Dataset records

[Start of Attachment]

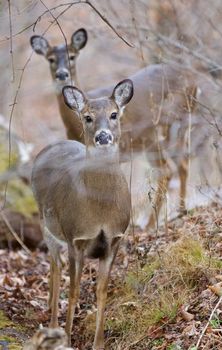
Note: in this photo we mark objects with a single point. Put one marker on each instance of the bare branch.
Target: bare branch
(11, 46)
(70, 4)
(210, 318)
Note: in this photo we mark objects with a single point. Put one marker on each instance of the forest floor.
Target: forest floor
(168, 296)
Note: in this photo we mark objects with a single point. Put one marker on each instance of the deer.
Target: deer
(163, 95)
(83, 197)
(62, 59)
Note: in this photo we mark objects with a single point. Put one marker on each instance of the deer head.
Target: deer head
(100, 117)
(62, 58)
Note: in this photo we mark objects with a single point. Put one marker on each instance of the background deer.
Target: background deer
(163, 95)
(62, 60)
(83, 197)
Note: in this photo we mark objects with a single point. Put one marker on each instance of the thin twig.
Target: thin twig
(210, 318)
(107, 22)
(11, 46)
(15, 235)
(70, 4)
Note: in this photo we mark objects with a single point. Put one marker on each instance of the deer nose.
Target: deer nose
(62, 74)
(104, 138)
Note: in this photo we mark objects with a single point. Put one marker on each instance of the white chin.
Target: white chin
(105, 145)
(59, 85)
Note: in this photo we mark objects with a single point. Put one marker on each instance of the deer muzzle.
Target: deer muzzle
(62, 74)
(103, 137)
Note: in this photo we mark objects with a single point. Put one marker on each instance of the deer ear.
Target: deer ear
(123, 92)
(79, 39)
(74, 98)
(39, 44)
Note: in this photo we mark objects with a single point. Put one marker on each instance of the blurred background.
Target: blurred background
(185, 33)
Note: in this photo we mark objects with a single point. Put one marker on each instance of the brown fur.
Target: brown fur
(84, 200)
(163, 95)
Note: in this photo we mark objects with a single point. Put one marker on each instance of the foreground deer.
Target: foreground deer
(163, 95)
(83, 197)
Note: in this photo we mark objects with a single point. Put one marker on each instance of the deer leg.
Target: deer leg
(162, 187)
(75, 271)
(54, 291)
(183, 174)
(55, 274)
(105, 266)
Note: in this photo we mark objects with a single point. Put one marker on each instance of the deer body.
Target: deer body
(83, 197)
(163, 95)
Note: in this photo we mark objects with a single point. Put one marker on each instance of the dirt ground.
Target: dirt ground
(24, 291)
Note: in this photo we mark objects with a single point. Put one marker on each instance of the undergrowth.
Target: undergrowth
(152, 295)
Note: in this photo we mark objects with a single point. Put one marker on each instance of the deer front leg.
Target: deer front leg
(183, 174)
(54, 290)
(162, 187)
(75, 271)
(55, 274)
(105, 266)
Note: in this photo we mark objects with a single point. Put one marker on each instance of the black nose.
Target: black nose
(103, 138)
(62, 75)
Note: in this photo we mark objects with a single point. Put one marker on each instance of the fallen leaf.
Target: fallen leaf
(216, 288)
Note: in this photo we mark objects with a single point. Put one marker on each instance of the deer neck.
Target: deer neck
(103, 156)
(74, 129)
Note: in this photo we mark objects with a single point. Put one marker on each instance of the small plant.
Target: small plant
(174, 347)
(215, 322)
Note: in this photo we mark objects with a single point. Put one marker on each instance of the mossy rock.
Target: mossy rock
(12, 336)
(4, 151)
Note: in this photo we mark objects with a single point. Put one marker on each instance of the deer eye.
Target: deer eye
(88, 119)
(51, 60)
(113, 116)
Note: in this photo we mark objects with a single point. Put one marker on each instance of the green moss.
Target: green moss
(4, 157)
(155, 292)
(4, 321)
(12, 343)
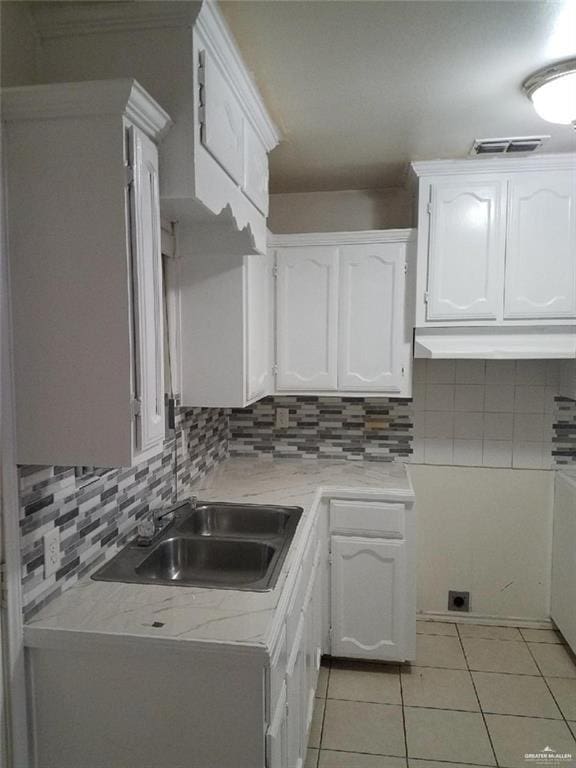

[End of Attachment]

== WHAT YOU SHOULD DO ==
Return the entries exactly as given. Do not include pictures.

== ANSWER AREA ==
Note: in this photo we mark objects with a single point. Put one marker on each instance of the bare branch.
Target: bare branch
(11, 46)
(70, 4)
(210, 318)
Note: in this photo we mark objects with a single point. Put one marker on each instance of the forest floor.
Target: forest floor
(168, 296)
Note: in this photo we mark objects with a single point. Put one marker on each instance of the deer.
Target: deer
(163, 95)
(83, 197)
(62, 59)
Note: in this photo we mark objects with a single point. Put one marker on each instance of the deer head.
Target: deer head
(100, 117)
(62, 58)
Note: in this photo we mark objects with a single point. Put one marker on each instance of the background deer.
Target: background deer
(163, 95)
(62, 60)
(83, 197)
Note: in this photo we mark objects with a single point. Put one marker on each instance of the thin twig.
Target: thin twig
(210, 318)
(107, 22)
(11, 46)
(15, 235)
(70, 4)
Note: in this photo we mark objects with a single point. Put one marker on each instance of the deer nose.
Target: deer nose
(62, 74)
(104, 138)
Note: in this photo we mark objects with a single point. Put one marker on each instance of the white chin.
Target: white chin
(105, 145)
(59, 85)
Note: in this photo we mark objects with a single point. Put one marker on each instance of the deer muzzle.
Target: deer muzzle
(62, 74)
(103, 137)
Note: in this photo we mark objects with a single point. Put one marker on each instance of the deer ear.
Target: deer ear
(123, 92)
(79, 39)
(74, 98)
(39, 44)
Note: in this photo we mark objects with a single point. Put one marker on each instance of the blurred background.
Target: blurred background
(185, 33)
Note: in this photo we mark objects with a single point. Put one marker on each instance of the brown fur.
Target: brown fur
(84, 200)
(163, 95)
Note: in this photo we mark objects with a single point. Put one marker on each instance of the foreground deer.
Target: foreground deer
(163, 95)
(83, 197)
Note: in this photo we mark objects with a single point. Put one marker on each instance of the deer leg.
Target: deer leg
(162, 187)
(75, 271)
(54, 291)
(183, 174)
(55, 274)
(105, 266)
Note: in this photo we mark objects with a single point. Put one marker on each instance of the deer body.
Target: deer body
(83, 197)
(163, 95)
Note: in this photo we mark objects with a single point. Put one marker on each instance of the dirt ground.
Target: dirt ground
(24, 291)
Note: in this photo we mark objects with a single point. Put one marker on each instance of the undergrowth.
Target: undergrowth
(152, 295)
Note: in this photo we mark objects with a single point. Put one marker on each instance of the deer front leg.
Target: deer front leg
(183, 174)
(54, 290)
(162, 187)
(75, 271)
(55, 274)
(105, 266)
Note: in this photo we mark objects with a single point. Put one marker on each instance of the black nose.
Target: black nose
(103, 138)
(62, 75)
Note: in this photo we mark objects with a single point. Put one marker on each instance of the fallen leaf.
Target: fallen leaf
(216, 288)
Note: in this photo we mark objects with a single point. Put one marker on each instance of the deer neck.
Target: deer neck
(103, 156)
(74, 129)
Note: in this photo we mark objects with a single point. Put one marker on each instance of the small plant.
Target: small plant
(174, 347)
(215, 322)
Note: in this photo we mark objects with a single point. Put one marker on each instance of the mossy rock.
Target: mossy rock
(12, 336)
(4, 151)
Note: in this photo we mark objects with a single point. Put one marker on each instance of the deer eye.
Target: deer eye
(88, 119)
(51, 60)
(113, 116)
Note: in this photo we mark objects with a single point. Put one marker on each instance of the green moss.
Target: green moss
(4, 157)
(155, 292)
(4, 321)
(12, 343)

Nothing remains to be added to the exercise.